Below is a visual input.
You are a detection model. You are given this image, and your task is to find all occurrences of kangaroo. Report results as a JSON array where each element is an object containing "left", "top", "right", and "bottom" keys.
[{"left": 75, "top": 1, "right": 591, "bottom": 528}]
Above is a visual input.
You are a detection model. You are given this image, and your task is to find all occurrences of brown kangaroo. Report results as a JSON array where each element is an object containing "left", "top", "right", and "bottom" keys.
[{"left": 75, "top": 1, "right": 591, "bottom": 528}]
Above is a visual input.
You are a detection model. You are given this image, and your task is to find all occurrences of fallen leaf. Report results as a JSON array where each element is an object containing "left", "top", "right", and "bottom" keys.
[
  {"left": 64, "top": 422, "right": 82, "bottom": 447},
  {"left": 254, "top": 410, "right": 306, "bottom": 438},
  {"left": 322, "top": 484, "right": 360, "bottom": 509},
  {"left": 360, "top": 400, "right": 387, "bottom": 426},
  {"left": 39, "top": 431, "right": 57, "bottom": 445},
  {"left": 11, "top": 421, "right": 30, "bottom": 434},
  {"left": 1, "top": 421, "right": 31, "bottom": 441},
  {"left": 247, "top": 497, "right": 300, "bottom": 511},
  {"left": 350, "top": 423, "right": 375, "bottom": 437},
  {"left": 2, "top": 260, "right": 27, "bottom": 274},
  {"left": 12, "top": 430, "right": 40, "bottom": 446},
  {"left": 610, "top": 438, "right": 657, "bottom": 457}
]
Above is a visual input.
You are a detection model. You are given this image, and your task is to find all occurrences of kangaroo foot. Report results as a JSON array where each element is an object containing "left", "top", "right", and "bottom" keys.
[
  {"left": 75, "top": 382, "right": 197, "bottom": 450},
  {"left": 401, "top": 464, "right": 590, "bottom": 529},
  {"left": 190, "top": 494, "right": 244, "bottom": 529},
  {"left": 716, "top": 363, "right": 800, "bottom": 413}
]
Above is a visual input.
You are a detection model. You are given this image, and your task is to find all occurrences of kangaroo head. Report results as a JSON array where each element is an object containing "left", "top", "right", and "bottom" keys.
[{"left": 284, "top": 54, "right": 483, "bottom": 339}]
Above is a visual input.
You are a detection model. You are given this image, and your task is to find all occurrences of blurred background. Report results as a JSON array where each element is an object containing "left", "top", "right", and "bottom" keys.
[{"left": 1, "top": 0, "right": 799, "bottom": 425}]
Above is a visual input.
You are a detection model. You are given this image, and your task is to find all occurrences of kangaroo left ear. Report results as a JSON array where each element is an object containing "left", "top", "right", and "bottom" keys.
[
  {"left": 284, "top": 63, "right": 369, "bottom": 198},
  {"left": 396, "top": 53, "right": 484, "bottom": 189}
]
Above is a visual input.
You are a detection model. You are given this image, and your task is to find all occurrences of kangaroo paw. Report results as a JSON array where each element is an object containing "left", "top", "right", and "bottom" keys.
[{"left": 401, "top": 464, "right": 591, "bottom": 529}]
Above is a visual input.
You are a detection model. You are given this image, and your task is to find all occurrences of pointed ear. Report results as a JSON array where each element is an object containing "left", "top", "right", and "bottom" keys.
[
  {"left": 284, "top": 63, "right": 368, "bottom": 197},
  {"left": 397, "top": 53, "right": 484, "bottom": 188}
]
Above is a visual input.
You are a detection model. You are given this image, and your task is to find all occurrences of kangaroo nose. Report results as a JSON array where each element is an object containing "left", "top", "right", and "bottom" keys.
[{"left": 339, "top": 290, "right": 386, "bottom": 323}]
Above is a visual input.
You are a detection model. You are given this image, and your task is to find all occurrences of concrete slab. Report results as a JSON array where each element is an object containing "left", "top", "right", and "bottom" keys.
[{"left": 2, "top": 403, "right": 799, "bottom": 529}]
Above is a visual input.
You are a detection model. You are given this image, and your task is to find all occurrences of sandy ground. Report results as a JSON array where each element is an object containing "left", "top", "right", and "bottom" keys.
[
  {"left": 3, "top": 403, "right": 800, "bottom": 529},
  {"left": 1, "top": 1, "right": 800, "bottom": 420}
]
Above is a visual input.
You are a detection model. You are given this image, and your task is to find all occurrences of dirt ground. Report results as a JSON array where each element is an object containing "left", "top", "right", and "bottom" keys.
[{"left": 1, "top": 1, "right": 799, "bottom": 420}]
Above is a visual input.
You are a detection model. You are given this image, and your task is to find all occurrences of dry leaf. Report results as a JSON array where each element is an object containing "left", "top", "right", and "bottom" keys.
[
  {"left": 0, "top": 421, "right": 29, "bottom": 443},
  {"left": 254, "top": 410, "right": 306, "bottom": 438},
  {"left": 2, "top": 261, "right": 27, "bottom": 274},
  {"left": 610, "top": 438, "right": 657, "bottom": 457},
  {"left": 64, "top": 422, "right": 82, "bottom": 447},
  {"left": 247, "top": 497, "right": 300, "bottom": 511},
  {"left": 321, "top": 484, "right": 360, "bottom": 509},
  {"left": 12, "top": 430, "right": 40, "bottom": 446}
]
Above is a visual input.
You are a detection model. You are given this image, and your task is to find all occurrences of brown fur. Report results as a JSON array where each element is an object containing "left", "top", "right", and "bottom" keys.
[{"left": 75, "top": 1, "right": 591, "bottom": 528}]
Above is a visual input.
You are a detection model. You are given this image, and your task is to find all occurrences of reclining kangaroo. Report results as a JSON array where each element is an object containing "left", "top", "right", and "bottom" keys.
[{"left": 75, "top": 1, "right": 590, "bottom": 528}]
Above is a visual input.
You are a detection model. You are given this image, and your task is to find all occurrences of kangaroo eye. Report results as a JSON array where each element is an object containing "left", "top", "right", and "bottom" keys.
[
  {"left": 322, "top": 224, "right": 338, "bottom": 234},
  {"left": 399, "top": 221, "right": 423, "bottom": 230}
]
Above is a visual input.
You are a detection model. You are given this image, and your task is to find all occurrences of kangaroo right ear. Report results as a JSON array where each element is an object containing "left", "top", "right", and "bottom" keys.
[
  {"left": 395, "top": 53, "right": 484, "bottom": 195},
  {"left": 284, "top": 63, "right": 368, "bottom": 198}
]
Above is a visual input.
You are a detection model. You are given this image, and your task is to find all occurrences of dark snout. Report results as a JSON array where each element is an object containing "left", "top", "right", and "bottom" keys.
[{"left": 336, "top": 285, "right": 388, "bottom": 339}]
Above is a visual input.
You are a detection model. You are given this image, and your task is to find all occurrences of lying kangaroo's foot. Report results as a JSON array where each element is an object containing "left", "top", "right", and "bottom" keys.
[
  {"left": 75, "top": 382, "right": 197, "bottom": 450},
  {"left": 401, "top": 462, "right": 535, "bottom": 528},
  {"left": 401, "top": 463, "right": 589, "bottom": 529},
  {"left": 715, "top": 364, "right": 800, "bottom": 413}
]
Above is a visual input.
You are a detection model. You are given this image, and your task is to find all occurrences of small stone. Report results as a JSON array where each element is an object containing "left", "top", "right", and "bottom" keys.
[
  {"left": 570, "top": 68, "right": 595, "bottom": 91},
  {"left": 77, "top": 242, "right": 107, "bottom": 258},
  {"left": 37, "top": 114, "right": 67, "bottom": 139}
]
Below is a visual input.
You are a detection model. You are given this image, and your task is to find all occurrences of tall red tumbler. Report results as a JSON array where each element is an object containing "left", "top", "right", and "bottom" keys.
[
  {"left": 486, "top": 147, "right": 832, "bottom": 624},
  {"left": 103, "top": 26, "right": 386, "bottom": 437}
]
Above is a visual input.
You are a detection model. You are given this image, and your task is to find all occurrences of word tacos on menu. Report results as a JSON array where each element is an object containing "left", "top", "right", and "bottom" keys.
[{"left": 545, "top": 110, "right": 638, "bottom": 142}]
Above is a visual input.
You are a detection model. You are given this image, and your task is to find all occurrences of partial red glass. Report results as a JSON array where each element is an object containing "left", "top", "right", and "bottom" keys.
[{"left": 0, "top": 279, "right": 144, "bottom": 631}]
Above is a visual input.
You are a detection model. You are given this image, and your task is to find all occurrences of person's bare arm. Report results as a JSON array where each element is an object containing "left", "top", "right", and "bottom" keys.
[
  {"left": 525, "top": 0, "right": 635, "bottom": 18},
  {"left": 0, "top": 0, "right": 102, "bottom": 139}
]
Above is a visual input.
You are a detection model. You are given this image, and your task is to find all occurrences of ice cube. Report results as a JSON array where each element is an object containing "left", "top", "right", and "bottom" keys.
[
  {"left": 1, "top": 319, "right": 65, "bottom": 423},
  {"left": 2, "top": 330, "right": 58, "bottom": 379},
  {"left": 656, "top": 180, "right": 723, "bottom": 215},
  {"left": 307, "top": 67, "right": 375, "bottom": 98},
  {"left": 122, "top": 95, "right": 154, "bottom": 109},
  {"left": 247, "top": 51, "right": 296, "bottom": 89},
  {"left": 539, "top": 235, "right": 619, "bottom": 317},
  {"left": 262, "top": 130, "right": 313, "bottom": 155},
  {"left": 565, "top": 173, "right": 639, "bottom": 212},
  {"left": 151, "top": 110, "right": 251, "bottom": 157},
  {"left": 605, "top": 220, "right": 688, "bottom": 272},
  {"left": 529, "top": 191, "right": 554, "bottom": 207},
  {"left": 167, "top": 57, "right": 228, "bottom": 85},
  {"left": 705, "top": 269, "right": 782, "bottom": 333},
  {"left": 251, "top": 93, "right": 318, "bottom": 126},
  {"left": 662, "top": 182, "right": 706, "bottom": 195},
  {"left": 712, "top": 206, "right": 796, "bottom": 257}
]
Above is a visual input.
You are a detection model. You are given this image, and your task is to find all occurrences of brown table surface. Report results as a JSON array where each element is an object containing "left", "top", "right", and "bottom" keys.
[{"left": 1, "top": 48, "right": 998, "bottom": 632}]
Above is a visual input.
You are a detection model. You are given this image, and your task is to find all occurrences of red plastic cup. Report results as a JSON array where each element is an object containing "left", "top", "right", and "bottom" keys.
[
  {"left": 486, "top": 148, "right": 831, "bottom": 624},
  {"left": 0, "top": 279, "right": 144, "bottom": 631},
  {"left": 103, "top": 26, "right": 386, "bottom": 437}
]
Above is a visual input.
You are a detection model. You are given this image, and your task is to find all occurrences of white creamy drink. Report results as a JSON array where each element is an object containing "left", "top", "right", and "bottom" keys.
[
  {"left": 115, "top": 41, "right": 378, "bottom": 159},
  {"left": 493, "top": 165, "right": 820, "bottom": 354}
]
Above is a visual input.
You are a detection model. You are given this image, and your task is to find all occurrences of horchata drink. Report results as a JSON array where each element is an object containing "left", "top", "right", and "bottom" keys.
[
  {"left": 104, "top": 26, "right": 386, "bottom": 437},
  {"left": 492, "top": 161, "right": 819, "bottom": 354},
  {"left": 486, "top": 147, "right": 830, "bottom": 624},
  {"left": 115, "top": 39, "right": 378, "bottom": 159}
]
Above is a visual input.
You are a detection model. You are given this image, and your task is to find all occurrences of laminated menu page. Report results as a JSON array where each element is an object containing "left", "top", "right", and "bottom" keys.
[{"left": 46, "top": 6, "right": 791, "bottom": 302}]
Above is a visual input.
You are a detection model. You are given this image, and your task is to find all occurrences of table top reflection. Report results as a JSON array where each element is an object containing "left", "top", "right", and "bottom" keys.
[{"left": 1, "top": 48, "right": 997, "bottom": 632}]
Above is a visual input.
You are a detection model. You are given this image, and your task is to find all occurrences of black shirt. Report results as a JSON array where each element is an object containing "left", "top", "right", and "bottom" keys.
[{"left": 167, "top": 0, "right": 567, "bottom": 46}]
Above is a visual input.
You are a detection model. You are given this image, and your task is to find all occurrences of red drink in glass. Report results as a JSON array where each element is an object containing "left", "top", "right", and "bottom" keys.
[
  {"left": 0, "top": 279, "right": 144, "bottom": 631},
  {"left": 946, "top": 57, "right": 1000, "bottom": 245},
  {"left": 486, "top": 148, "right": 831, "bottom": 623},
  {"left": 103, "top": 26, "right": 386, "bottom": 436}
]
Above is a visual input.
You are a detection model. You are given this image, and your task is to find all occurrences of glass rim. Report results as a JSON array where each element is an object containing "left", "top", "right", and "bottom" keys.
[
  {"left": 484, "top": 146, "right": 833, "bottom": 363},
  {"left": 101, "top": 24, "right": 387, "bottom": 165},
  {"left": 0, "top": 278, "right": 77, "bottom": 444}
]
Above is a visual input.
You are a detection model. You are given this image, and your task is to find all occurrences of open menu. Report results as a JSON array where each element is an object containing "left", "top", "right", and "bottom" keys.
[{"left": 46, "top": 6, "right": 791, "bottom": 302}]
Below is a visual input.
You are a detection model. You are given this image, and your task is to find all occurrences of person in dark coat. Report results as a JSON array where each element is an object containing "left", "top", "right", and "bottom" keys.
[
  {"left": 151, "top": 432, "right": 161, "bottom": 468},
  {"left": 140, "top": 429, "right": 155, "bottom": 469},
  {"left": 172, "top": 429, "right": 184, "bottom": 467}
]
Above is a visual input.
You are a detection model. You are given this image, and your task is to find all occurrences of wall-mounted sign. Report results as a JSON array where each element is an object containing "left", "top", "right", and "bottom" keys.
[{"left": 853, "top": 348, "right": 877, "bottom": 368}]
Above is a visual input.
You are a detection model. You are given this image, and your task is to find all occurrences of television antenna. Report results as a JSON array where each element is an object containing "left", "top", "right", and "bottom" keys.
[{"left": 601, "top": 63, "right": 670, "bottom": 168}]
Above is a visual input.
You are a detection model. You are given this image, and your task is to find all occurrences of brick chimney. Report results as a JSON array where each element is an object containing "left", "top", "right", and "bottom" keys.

========================================================================

▶ [TASK GOAL]:
Locate "occurrences of television" in the material, then quote the line that contains it and all lines after it through the final one.

▶ [ANSWER TO THIS TASK]:
You are a detection model. You are given this image, and your task is to find all occurrences of television antenna. Report results as a JSON array where each element is an object containing "left", "top", "right", and "bottom" keys.
[{"left": 601, "top": 63, "right": 670, "bottom": 168}]
Above is a visual input.
You are a detection model. You are given this image, and your task is to find all occurrences of brick chimney. Report results as a JSON array where each element is an object containing "left", "top", "right", and "bottom" keys.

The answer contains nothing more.